→ Point-per-instance localization data:
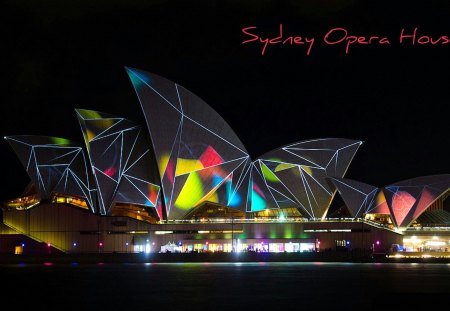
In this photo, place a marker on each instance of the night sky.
(62, 55)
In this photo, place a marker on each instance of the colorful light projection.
(295, 175)
(54, 165)
(199, 156)
(122, 162)
(408, 199)
(358, 197)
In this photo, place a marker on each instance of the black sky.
(62, 55)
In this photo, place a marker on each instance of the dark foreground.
(210, 257)
(225, 286)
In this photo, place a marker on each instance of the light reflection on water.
(313, 286)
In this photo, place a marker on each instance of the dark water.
(231, 286)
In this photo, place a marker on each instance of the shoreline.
(117, 258)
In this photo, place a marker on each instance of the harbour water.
(226, 286)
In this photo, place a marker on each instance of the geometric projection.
(295, 175)
(199, 156)
(358, 197)
(53, 165)
(122, 163)
(408, 199)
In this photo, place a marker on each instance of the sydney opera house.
(184, 180)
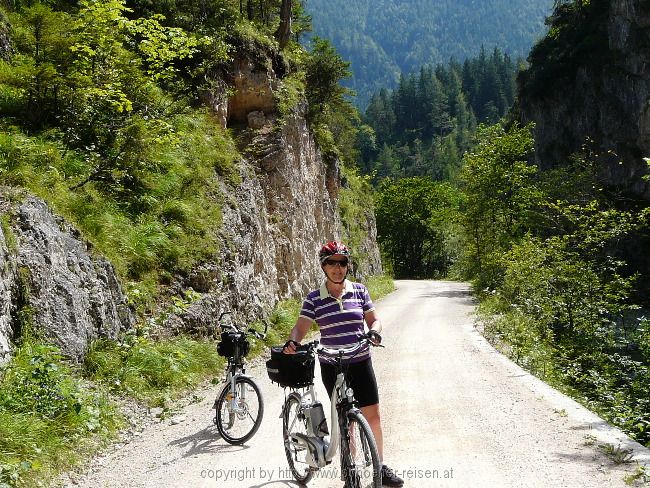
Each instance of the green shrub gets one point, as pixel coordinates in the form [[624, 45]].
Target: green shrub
[[48, 417], [152, 371]]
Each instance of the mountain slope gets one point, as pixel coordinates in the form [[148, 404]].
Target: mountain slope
[[382, 38]]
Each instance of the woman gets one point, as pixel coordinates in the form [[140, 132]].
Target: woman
[[340, 307]]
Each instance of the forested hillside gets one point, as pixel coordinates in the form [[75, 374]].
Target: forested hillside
[[385, 38], [423, 127], [552, 249]]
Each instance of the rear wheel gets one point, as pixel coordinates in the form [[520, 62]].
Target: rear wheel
[[293, 422], [360, 464], [238, 421]]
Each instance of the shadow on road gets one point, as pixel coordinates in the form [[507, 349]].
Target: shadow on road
[[278, 483], [205, 441]]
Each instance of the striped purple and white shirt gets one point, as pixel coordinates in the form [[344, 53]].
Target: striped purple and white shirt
[[340, 320]]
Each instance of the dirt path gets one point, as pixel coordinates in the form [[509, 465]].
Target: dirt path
[[456, 414]]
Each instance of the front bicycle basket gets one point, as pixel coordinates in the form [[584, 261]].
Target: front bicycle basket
[[292, 370], [226, 347]]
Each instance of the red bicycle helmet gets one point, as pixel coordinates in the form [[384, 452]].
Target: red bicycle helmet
[[333, 248]]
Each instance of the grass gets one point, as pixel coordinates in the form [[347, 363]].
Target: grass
[[50, 418]]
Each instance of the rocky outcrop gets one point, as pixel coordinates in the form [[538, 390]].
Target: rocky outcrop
[[274, 225], [58, 287], [5, 42], [7, 291], [596, 88], [285, 208]]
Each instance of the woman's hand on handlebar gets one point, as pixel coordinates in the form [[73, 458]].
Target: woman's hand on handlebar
[[290, 347], [374, 337]]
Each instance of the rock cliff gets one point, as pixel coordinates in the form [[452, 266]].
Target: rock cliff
[[591, 79], [284, 210], [53, 284]]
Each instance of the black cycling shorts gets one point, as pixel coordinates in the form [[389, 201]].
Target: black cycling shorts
[[361, 378]]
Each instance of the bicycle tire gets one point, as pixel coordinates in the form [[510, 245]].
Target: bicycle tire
[[237, 428], [360, 464], [293, 422]]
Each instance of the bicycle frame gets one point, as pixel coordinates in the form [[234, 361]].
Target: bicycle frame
[[325, 451]]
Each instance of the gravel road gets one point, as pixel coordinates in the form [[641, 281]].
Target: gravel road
[[456, 414]]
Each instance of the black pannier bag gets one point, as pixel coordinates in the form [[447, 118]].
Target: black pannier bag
[[292, 370], [226, 347]]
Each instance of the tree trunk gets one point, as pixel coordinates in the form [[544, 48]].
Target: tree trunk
[[283, 34]]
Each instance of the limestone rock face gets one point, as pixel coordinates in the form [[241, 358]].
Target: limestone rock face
[[68, 294], [274, 225], [254, 86], [606, 98], [8, 287], [5, 41]]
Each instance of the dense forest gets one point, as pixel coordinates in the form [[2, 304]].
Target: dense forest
[[423, 127], [458, 195], [422, 32]]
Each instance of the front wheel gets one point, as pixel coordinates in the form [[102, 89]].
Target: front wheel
[[360, 464], [239, 413], [294, 422]]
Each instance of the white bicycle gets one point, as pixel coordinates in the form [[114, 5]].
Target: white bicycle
[[305, 427]]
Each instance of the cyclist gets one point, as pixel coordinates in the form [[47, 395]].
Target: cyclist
[[339, 308]]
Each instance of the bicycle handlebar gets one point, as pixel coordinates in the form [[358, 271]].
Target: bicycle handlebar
[[317, 347]]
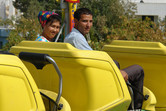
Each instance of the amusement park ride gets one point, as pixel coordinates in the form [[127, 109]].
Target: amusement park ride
[[55, 76]]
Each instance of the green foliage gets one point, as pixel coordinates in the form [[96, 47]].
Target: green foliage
[[138, 30], [28, 7]]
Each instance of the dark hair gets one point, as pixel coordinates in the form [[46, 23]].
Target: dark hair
[[79, 12], [53, 18]]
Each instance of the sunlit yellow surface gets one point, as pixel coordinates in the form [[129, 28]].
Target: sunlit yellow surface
[[91, 80], [18, 91]]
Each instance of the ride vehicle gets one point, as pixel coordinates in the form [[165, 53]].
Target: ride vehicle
[[91, 80]]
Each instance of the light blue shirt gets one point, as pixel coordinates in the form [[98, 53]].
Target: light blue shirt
[[76, 39]]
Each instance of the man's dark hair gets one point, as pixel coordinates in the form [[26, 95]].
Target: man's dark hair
[[53, 18], [80, 11]]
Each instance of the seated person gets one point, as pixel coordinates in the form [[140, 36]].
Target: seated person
[[50, 23], [83, 23]]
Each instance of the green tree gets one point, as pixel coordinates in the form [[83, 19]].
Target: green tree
[[23, 5], [137, 30]]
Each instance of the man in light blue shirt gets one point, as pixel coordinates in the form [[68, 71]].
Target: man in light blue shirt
[[76, 39], [83, 23]]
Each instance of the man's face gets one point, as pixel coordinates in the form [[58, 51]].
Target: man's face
[[84, 24], [50, 30]]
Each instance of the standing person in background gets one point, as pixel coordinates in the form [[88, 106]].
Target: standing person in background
[[50, 23], [83, 22]]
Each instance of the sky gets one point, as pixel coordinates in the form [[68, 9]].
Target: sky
[[151, 1]]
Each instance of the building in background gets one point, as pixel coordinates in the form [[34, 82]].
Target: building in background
[[7, 10], [154, 9]]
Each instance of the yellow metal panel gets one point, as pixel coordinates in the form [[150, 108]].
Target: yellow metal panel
[[16, 92], [91, 80]]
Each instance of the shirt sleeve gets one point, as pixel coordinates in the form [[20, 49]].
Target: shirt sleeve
[[81, 43]]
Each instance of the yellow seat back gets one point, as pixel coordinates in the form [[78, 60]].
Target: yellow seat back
[[18, 91], [91, 80]]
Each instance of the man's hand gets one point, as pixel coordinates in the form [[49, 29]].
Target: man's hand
[[124, 74]]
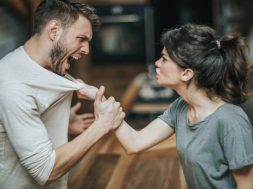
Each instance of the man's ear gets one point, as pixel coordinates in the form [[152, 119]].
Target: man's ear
[[187, 74], [54, 30]]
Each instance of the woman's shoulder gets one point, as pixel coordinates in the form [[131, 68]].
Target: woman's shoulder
[[233, 117]]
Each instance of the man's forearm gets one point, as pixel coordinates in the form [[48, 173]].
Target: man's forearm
[[70, 153]]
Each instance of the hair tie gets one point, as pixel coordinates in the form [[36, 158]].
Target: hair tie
[[218, 44]]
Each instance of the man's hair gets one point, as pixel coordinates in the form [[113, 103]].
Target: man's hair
[[66, 11]]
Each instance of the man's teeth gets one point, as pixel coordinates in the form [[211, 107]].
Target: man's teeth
[[76, 58]]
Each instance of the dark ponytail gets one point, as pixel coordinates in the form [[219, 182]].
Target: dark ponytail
[[233, 87], [219, 64]]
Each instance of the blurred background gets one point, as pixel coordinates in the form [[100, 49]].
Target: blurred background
[[123, 51], [122, 56]]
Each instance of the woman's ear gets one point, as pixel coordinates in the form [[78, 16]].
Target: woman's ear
[[187, 74], [54, 30]]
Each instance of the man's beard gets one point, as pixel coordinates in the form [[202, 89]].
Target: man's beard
[[57, 54]]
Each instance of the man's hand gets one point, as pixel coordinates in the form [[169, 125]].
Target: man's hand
[[78, 123], [108, 111]]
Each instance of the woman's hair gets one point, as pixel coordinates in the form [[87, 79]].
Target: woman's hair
[[219, 63], [66, 11]]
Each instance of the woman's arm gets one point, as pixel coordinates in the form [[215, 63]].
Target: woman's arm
[[134, 141], [244, 177]]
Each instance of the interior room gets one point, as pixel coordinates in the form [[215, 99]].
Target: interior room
[[122, 56]]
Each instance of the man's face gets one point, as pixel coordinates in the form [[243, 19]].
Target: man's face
[[72, 44]]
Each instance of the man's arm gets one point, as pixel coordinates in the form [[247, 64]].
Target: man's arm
[[244, 177], [134, 141], [109, 115]]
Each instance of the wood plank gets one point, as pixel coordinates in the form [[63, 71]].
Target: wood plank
[[100, 172], [122, 171], [156, 169]]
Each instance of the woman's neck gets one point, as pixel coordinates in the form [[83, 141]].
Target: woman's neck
[[200, 105]]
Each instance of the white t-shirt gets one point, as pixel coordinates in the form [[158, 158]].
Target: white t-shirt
[[34, 117]]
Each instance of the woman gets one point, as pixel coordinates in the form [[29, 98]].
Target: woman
[[213, 134]]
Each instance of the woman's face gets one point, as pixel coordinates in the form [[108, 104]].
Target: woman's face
[[168, 73]]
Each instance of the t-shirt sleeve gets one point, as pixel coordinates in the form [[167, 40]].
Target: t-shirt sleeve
[[170, 115], [27, 134], [238, 140]]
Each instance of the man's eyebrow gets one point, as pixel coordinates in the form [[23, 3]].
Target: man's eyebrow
[[84, 37]]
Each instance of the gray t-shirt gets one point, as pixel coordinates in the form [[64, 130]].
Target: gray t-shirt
[[210, 149]]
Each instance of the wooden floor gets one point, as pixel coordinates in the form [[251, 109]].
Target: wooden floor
[[107, 166]]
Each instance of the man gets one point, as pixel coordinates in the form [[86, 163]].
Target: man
[[35, 99]]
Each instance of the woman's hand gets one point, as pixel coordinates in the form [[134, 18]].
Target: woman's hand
[[108, 111], [88, 92], [78, 123]]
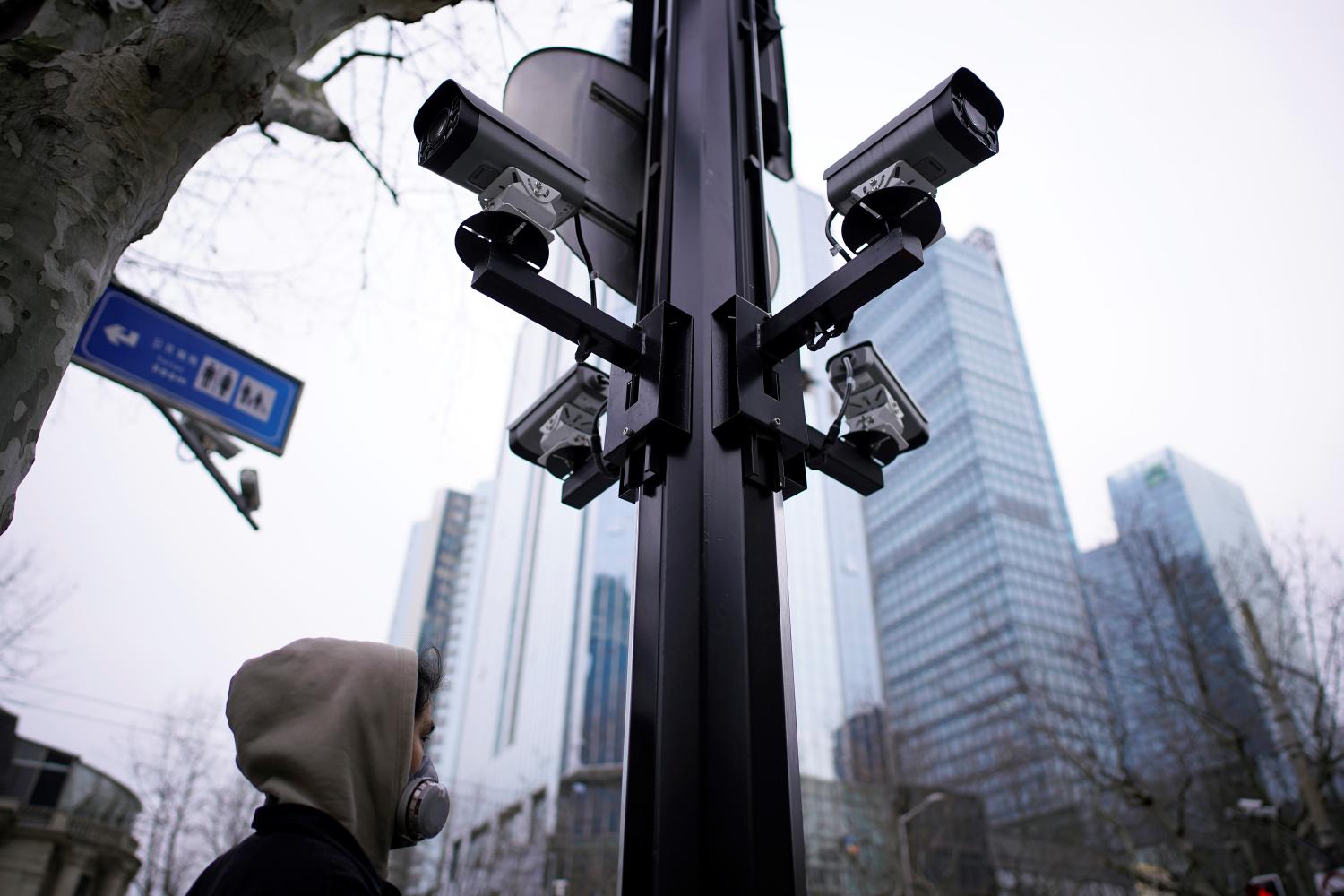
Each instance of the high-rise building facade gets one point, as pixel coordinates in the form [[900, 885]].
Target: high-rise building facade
[[1167, 597], [981, 624], [437, 603]]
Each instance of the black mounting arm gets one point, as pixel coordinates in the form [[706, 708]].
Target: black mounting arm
[[843, 462], [513, 284], [202, 452], [827, 308]]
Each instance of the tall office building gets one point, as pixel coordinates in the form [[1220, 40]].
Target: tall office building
[[538, 771], [437, 600], [980, 616], [1167, 597]]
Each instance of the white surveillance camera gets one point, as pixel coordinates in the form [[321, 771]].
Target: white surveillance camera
[[884, 421], [475, 145], [558, 432], [948, 132]]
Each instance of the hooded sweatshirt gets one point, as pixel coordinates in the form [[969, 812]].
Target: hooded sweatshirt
[[328, 724]]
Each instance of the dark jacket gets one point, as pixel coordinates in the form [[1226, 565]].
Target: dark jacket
[[297, 850]]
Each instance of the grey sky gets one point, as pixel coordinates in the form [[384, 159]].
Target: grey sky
[[1166, 204]]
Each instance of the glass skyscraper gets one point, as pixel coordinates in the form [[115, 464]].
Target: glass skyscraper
[[1167, 597], [981, 625]]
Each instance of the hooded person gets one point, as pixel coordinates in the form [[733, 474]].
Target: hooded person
[[332, 732]]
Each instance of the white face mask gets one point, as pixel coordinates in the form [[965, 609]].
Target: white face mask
[[422, 807]]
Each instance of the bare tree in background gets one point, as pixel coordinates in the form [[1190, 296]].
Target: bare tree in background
[[1193, 737], [24, 606], [172, 777], [104, 109]]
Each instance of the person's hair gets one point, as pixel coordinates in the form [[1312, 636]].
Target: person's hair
[[429, 677]]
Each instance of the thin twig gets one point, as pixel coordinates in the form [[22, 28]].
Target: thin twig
[[376, 171], [355, 56]]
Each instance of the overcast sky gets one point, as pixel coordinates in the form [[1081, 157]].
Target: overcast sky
[[1167, 210]]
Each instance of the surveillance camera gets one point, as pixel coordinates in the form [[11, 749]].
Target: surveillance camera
[[475, 145], [948, 132], [211, 440], [559, 429], [249, 487], [883, 419]]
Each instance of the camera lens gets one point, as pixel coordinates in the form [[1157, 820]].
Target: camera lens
[[973, 120], [443, 128]]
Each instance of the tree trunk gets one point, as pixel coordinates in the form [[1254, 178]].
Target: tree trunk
[[102, 112]]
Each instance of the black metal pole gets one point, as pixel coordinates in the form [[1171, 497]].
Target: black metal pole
[[203, 455], [711, 780]]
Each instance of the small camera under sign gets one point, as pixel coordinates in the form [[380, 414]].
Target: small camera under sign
[[883, 419], [559, 430]]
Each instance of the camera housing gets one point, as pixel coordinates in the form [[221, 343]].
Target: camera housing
[[884, 421], [475, 145], [948, 132], [559, 429], [249, 489]]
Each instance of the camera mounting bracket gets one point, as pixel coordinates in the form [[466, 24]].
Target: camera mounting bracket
[[507, 271], [895, 207], [843, 462], [647, 401], [832, 303], [758, 398]]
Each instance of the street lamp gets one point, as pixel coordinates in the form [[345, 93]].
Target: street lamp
[[906, 874]]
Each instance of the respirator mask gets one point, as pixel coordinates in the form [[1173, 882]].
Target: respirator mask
[[421, 809]]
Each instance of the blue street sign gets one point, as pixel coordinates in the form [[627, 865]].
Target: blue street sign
[[151, 349]]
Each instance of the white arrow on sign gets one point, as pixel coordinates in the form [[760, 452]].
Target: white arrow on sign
[[118, 335]]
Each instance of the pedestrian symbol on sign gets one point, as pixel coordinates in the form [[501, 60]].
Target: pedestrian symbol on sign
[[217, 379], [254, 398]]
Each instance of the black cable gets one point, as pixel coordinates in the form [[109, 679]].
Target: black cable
[[835, 247], [833, 433], [588, 260]]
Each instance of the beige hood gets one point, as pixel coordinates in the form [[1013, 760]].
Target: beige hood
[[328, 724]]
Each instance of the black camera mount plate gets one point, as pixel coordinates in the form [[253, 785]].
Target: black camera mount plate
[[900, 207], [516, 236]]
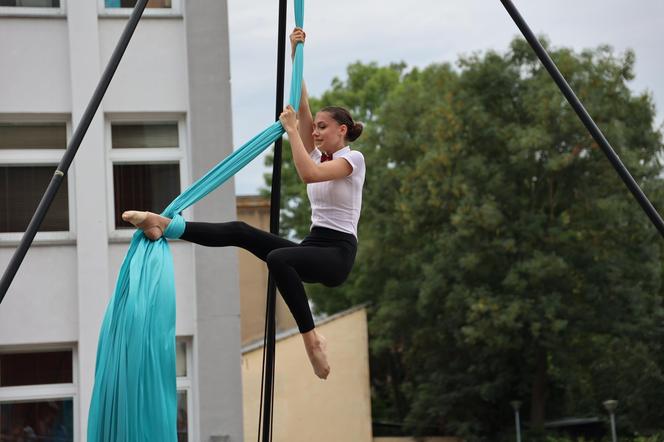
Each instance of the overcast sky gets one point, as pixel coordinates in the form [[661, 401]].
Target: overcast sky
[[419, 32]]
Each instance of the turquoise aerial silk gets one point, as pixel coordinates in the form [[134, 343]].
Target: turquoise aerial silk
[[134, 397]]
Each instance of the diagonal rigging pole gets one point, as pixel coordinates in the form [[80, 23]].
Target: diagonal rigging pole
[[72, 148], [585, 118]]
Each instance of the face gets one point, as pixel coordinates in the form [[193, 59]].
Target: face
[[329, 136]]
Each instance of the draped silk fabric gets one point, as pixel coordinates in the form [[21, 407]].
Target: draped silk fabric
[[134, 397]]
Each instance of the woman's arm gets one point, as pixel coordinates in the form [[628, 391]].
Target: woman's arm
[[305, 117], [306, 126], [307, 169]]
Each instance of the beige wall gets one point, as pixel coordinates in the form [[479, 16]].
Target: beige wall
[[306, 408], [255, 211], [410, 439]]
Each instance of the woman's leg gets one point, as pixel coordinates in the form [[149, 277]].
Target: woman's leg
[[235, 233], [290, 266]]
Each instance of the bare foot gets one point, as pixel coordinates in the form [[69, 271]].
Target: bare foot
[[151, 224], [316, 347]]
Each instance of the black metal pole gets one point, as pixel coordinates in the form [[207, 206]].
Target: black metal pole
[[275, 204], [574, 101], [72, 148]]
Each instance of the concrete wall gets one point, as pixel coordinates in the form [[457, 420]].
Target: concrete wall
[[176, 65], [306, 408]]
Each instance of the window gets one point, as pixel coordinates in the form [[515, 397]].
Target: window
[[185, 401], [29, 154], [153, 7], [32, 7], [37, 391], [146, 168]]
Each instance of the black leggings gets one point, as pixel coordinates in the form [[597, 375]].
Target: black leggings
[[325, 256]]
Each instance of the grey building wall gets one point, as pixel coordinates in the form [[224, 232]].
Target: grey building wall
[[217, 348], [174, 66]]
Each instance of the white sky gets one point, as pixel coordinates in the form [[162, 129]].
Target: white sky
[[419, 32]]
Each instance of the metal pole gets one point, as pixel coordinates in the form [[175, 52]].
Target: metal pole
[[72, 148], [275, 204], [517, 422], [574, 101], [614, 436]]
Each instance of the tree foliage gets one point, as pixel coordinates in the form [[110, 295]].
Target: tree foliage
[[502, 255]]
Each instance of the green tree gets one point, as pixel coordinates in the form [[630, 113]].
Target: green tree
[[503, 256]]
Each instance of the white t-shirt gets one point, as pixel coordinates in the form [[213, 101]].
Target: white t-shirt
[[336, 204]]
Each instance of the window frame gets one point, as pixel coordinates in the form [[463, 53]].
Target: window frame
[[175, 11], [145, 155], [41, 157], [45, 392], [28, 11], [185, 383]]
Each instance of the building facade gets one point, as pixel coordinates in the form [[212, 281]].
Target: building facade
[[164, 121]]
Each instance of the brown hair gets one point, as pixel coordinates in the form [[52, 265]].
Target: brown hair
[[342, 116]]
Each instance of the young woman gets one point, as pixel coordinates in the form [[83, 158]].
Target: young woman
[[334, 175]]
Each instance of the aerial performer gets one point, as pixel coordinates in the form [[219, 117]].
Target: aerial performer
[[334, 175]]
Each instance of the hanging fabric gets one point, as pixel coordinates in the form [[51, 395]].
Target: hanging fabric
[[134, 397]]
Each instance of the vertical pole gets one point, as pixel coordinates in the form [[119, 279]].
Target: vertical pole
[[585, 118], [72, 148], [614, 436], [275, 204]]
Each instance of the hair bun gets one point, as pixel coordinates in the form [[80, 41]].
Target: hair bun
[[355, 131]]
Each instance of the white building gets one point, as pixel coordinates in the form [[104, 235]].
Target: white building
[[164, 121]]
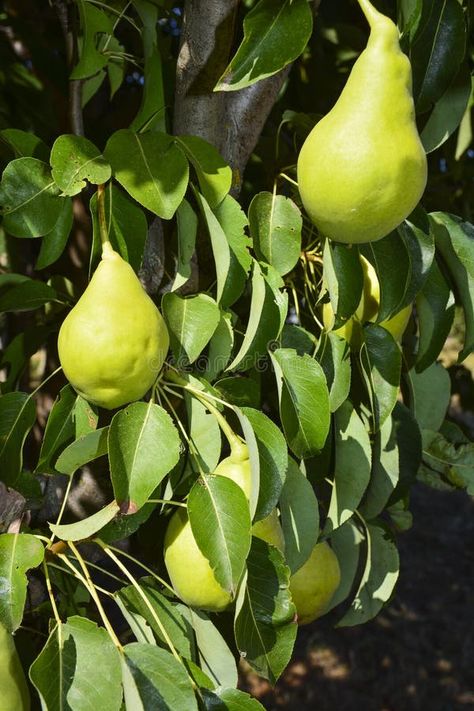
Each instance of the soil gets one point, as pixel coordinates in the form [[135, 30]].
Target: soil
[[418, 654]]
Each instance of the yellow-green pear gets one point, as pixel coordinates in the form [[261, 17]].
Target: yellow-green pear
[[314, 584], [14, 693], [269, 530], [367, 310], [114, 341], [362, 169], [191, 575]]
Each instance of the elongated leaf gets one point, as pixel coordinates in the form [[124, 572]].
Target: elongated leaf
[[191, 322], [230, 252], [86, 527], [455, 239], [60, 429], [78, 668], [381, 363], [54, 242], [268, 310], [163, 617], [213, 173], [265, 627], [151, 167], [215, 657], [17, 417], [187, 231], [352, 466], [378, 579], [74, 159], [275, 226], [85, 449], [286, 26], [220, 521], [126, 224], [143, 448], [299, 516], [304, 401], [272, 460], [29, 198], [19, 552], [160, 681]]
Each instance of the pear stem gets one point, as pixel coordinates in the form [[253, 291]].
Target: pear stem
[[104, 236], [372, 15]]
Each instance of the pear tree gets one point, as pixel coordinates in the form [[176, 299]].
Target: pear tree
[[231, 258]]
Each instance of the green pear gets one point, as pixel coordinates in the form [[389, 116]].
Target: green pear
[[114, 341], [14, 693], [314, 584], [190, 573], [367, 310], [362, 170]]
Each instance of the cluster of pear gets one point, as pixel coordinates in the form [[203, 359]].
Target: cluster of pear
[[367, 310], [311, 587], [362, 170], [114, 341], [14, 694]]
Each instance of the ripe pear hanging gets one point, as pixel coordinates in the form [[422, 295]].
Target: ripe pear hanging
[[362, 169], [114, 341]]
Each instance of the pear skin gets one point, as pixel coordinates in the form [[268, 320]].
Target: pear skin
[[114, 341], [362, 170]]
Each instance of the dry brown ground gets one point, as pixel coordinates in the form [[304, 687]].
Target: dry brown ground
[[418, 655]]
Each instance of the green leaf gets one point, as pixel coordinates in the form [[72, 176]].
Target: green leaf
[[454, 240], [272, 460], [220, 521], [229, 248], [24, 144], [274, 36], [143, 448], [215, 657], [60, 429], [430, 393], [158, 681], [28, 296], [19, 552], [437, 51], [86, 527], [435, 307], [381, 363], [29, 198], [17, 417], [344, 279], [191, 323], [213, 173], [378, 579], [299, 517], [275, 226], [268, 309], [353, 457], [78, 668], [152, 111], [160, 614], [74, 159], [187, 230], [333, 355], [448, 111], [54, 242], [204, 433], [85, 449], [94, 24], [127, 228], [151, 168], [301, 384], [265, 627]]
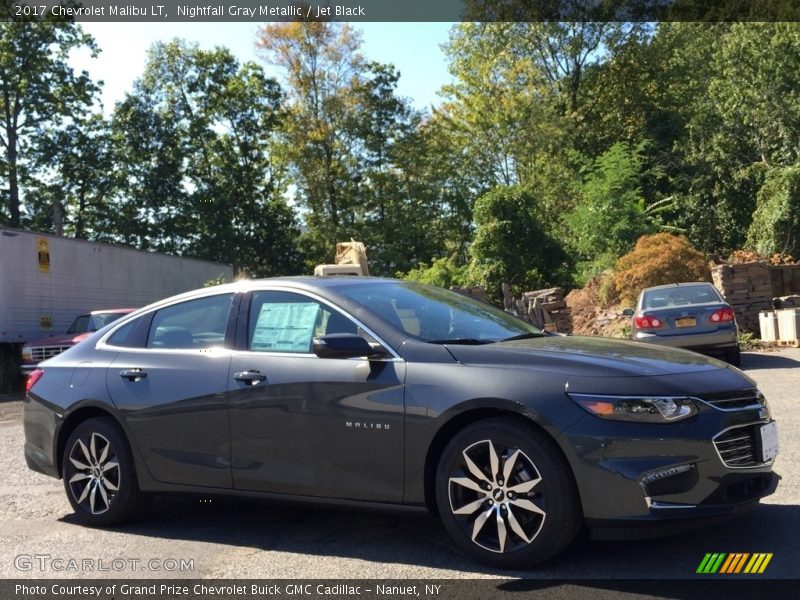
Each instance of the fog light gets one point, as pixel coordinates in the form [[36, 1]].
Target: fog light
[[664, 473]]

→ Aim of the exercise: Above are the entries. Copy exactly the part that opens with the line containing "Target: camera lens" and closes with the line containing "Each instance of the small", and no more.

→ Task result:
Target: camera lens
[[973, 120], [443, 128]]
Each instance of the tree trunk gets one point, as pixel coordinates in the form [[1254, 178]].
Target: tree trunk
[[102, 112]]
Each instance of the black metal pole gets one point, as pixel coordinates in the form [[1171, 497]].
Target: black metal pole
[[203, 455], [711, 780]]
Each instance of the small camera under sign gets one point, as pixel coordinates in the form [[380, 414]].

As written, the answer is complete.